TUGAS SINGKAT A:
Jawab pertanyaan berikut berdasarkan opini hukum tentang wanprestasi:
(i) Menurut judul paling atas, pihak mana yang tidak dapat menuntut pihak lain agar tidak ingkar janji?
(ii) Menurut judul di bawah "LEGAL OPINION", dilanggarnya asas apa yang melahirkan hak retributif?
(iii) Pasal dan ayat berapa dari Kitab Undang-Undang Hukum Perdata yang dirujuk untuk asas itikad baik?
TUGAS SINGKAT B:
Teruskan opini hukum tentang wanprestasi ini, mulai setelah kalimat terakhir yang ditampilkan.

TEKS YANG DIBERIKAN:
● ● ● ●

(DROP DOWN MENU)

Yang Terlebih Dahulu Wanprestasi, Tidak dapat Menuntut Pihak Lain agar Tidak Ingkar Janji, Baik Perdata maupun Pidana

LEGAL OPINION
Dilanggarnya Asas Resiprokal dalam Relasi Keperdataan, Melahirkan Hak Retributif dalam Konteks Perikatan Perdata Kontraktual
Question: Apakah pihak saya harus tetap menyelesaikan apa yang disepakati dalam perjanjian bila pihak seberang dalam perjanjian ini justru terlebih dahulu ingkar janji terhadap hak-hak saya sebagaimana telah disepakati dalam perjanjian?
Brief Answer: Pihak-pihak dalam suatu hubungan kontraktual atau perikatan perdata, itikad baiknya dapat disimpulkan dari apakah dirinya melakukan prestasi (untuk menyerahkan sesuatu, untuk melakukan sesuatu perbuatan, dan/atau atau untuk tidak melakukan sesuatu perbuatan tertentu) sebagaimana diperjanjikan. Ketika salah satu pihak tidak mengindahkan kesepakatan dalam perjanjian, baik karena lalai maupun disengaja, adalah bentuk nyata pelanggaran terhadap asas itikad baik [Pasal 1338 Ayat (2) Kitab Undang-Undang Hukum Perdata].

● ● ● ●

CUPLIKAN DATA:
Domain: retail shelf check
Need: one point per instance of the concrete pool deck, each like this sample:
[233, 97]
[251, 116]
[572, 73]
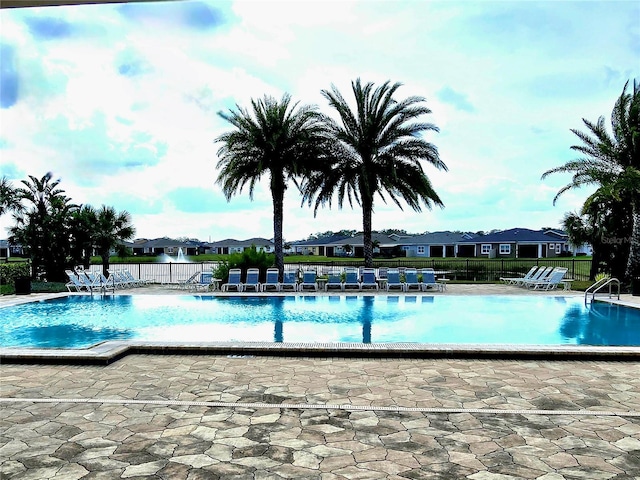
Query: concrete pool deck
[265, 417]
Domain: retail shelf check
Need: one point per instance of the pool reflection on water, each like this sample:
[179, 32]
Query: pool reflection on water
[81, 321]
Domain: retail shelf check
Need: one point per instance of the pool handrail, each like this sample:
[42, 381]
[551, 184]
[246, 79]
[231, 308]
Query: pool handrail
[599, 285]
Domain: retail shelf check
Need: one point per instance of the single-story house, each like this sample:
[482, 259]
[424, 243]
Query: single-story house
[167, 246]
[516, 243]
[231, 245]
[384, 245]
[435, 244]
[324, 246]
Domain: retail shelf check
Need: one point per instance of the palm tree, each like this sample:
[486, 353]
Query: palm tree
[9, 197]
[42, 227]
[81, 226]
[612, 163]
[110, 229]
[277, 140]
[376, 149]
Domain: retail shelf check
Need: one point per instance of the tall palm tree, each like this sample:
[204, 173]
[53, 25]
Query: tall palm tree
[612, 163]
[376, 149]
[278, 140]
[9, 197]
[110, 229]
[81, 228]
[42, 226]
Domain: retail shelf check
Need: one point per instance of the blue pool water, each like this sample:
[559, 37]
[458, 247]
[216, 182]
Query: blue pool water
[81, 321]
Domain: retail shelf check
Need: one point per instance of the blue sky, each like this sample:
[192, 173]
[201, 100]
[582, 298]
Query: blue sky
[120, 101]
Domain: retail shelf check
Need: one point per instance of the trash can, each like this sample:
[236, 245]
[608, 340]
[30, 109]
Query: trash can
[23, 285]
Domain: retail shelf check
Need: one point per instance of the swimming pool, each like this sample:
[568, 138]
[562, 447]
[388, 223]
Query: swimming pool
[82, 321]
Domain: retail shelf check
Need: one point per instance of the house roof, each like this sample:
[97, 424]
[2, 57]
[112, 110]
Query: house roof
[438, 238]
[321, 241]
[383, 240]
[518, 235]
[232, 242]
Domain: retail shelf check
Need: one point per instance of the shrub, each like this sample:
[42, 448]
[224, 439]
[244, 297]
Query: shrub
[249, 258]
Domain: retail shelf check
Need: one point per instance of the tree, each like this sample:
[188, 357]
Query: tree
[376, 149]
[9, 197]
[279, 140]
[110, 230]
[42, 227]
[612, 163]
[81, 226]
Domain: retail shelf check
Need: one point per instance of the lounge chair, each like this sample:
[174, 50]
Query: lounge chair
[550, 282]
[429, 280]
[139, 281]
[289, 282]
[539, 274]
[515, 280]
[121, 281]
[309, 281]
[334, 281]
[393, 280]
[369, 279]
[271, 281]
[203, 283]
[234, 280]
[351, 279]
[75, 282]
[411, 280]
[252, 282]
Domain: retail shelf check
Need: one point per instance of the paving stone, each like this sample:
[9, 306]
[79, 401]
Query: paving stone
[150, 441]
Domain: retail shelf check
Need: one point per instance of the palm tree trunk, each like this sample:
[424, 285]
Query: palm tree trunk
[277, 194]
[105, 263]
[633, 264]
[367, 213]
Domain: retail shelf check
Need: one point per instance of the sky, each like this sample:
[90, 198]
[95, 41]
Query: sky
[120, 102]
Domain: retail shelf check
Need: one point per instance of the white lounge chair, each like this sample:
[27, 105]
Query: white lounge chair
[234, 280]
[309, 281]
[252, 281]
[369, 279]
[411, 280]
[289, 282]
[393, 280]
[351, 279]
[334, 281]
[271, 281]
[515, 280]
[540, 274]
[429, 280]
[551, 282]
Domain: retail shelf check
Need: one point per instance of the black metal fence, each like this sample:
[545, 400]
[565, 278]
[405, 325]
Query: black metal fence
[475, 270]
[469, 269]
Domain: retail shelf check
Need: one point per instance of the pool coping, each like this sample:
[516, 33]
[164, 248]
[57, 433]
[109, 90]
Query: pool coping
[110, 351]
[107, 352]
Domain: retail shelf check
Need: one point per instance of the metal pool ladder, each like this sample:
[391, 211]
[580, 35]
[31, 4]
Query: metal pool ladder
[601, 284]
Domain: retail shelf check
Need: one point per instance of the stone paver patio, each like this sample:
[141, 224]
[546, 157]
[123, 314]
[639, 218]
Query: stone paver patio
[272, 418]
[243, 417]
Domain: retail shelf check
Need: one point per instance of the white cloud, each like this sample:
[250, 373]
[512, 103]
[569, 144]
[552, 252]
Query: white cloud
[124, 108]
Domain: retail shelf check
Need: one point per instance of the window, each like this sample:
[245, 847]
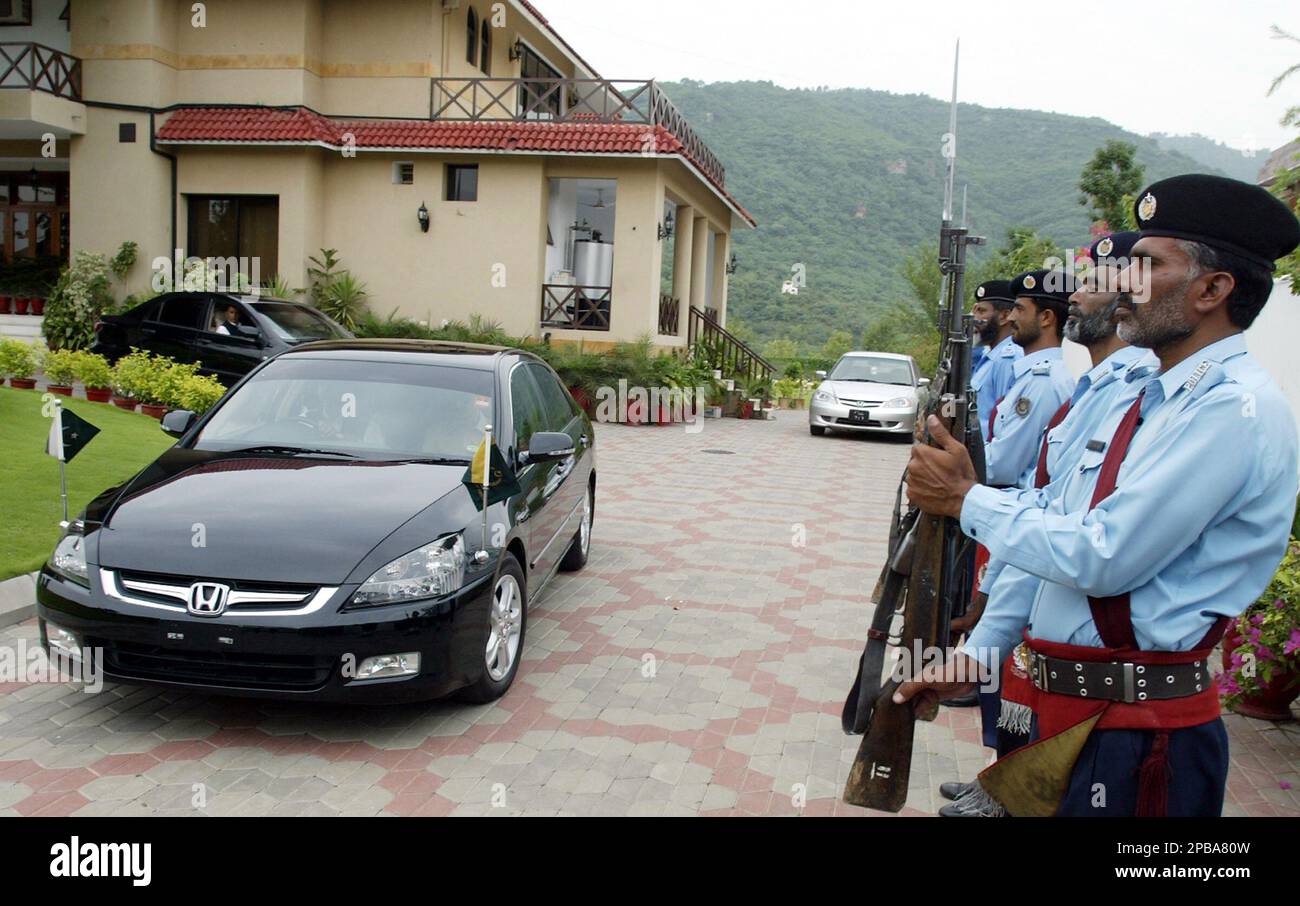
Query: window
[462, 182]
[245, 228]
[527, 407]
[471, 37]
[559, 403]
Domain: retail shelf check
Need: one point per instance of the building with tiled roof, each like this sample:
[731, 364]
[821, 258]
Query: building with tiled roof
[459, 156]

● ● ● ●

JAWABAN AKHIR A:
(i) Pihak yang terlebih dahulu wanprestasi.
(ii) Asas resiprokal dalam relasi keperdataan.
(iii) Pasal 1338 Ayat (2).

JAWABAN AKHIR B:
Ketika salah satu pihak justru terlebih dahulu melakukan pelanggaran terhadap apa yang telah disepakati sebelumnya dalam perjanjian, maka pihak yang terlebih dahulu melanggar tersebut tidak dapat menuntut pihak lain dalam perjanjian bila kemudian turut ingkar janji karena dilandasi adanya kejadian ingkar janji yang dilakukan oleh pihak pertama, sehingga karenanya tiada kewajiban moril bagi pihak kedua untuk tetap mengindahkan perjanjian yang diingkari oleh pihak pertama (asas resiprositas” dalam hukum perdata).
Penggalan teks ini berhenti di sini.